3. Slab City. Several hundred people spontaneously built a city on desert land that was owned by the government, and continued to occupy it for decades despite the absence of any services that are taken for granted in civilization, such as water, power, gas, sewage, garbage, phone, postal or governmental authority. Since the marine base outside of Niland California closed up shop just after WWII & left behind only the concrete slabs that the quonset huts were built on, Slab City has continued on in a smaller version of Burning Man’s Black Rock City. Despite the absence of any fixed structures at all, there are three nightclubs in Slab City, including a singles bar. Also, there’s a stage for live weekly rock & roll shows. The seats in front of the stage are a Frankensteinian mixture of lazy boys, airline chairs, school workdesks, park benches & anything else with back support, all stolen from the local trash dump about four miles down the road. I imagine a live action re-enactment of Shirley Jackson’s The Lottery is how major ballot initiatives get decided in town.

▶ **Raw data**
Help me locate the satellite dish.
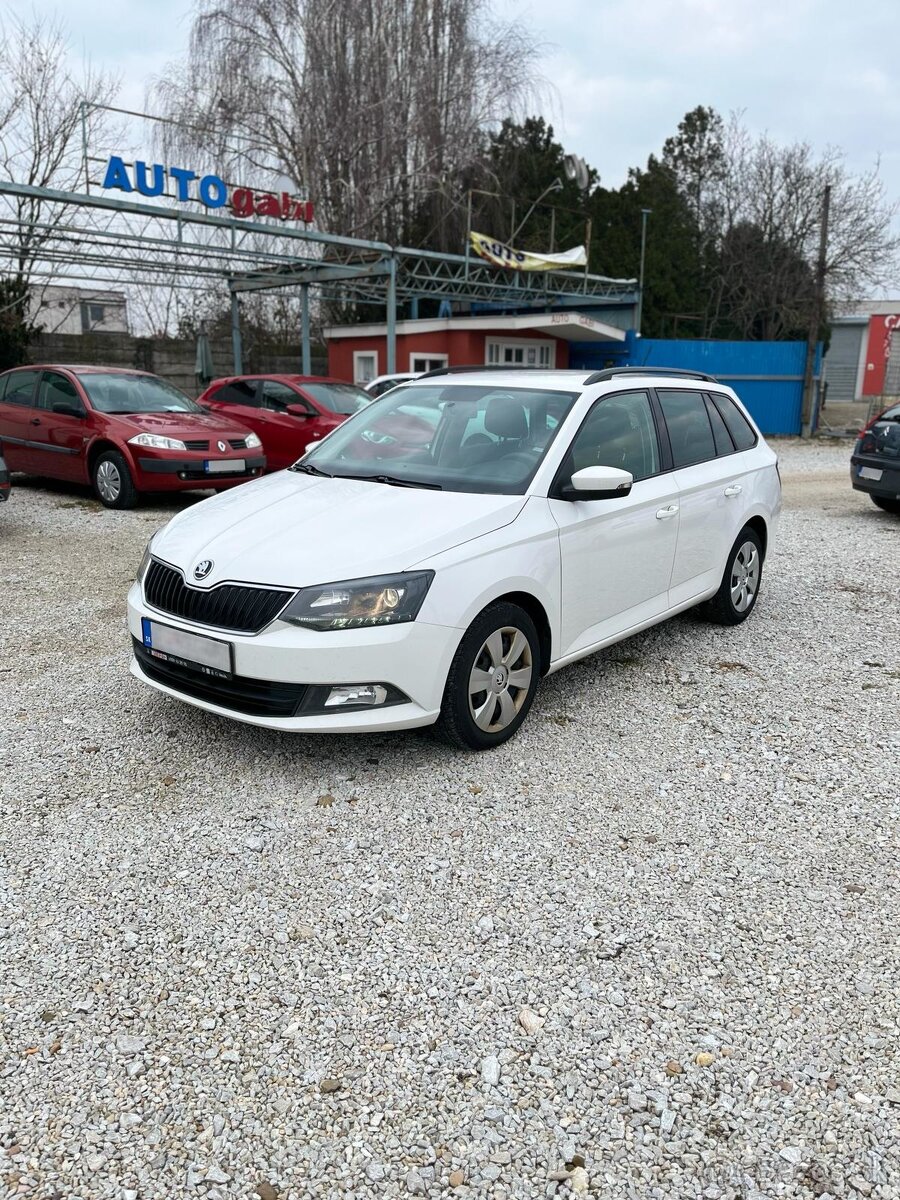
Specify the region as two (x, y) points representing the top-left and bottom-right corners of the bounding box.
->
(563, 154), (590, 192)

▶ **To do**
Extend the Slab City passage beyond its final sentence.

▶ **Output of the task**
2. Salvation Mountain. A mountain made from bales of hay & mud, located in the middle of nowhere, built between 1984 & now (still under construction). The man behind the mountain is Leonard Knight, a veteran of the Korean War who fell into religious fervor & built a monument to Christ in the Southwestern desert. The mountain is painted with a thousand different bright New Testament messages, but it’s the museum that’s most compelling. The museum is a second mountain, built adjacent to the first, again out of bales of hay & mud, and supported by a forest of artificial trees that Leonard, now 75 years old built from telephone poles that he lashed together & driftwood lumber that he drilled to the poles using rebar. All done by one man, all done with no power tools, all done under extreme desert heat without running water, all done non-stop every day for over 20 years, it’s the most impressive & unbelievable sight I’ve ever seen. Here’s a great shot Patrick took of me sitting in one of the unfinished rooms of the museum. You can see a tree in mid construction – when it’s done, the roof will be added and more paint will be applied.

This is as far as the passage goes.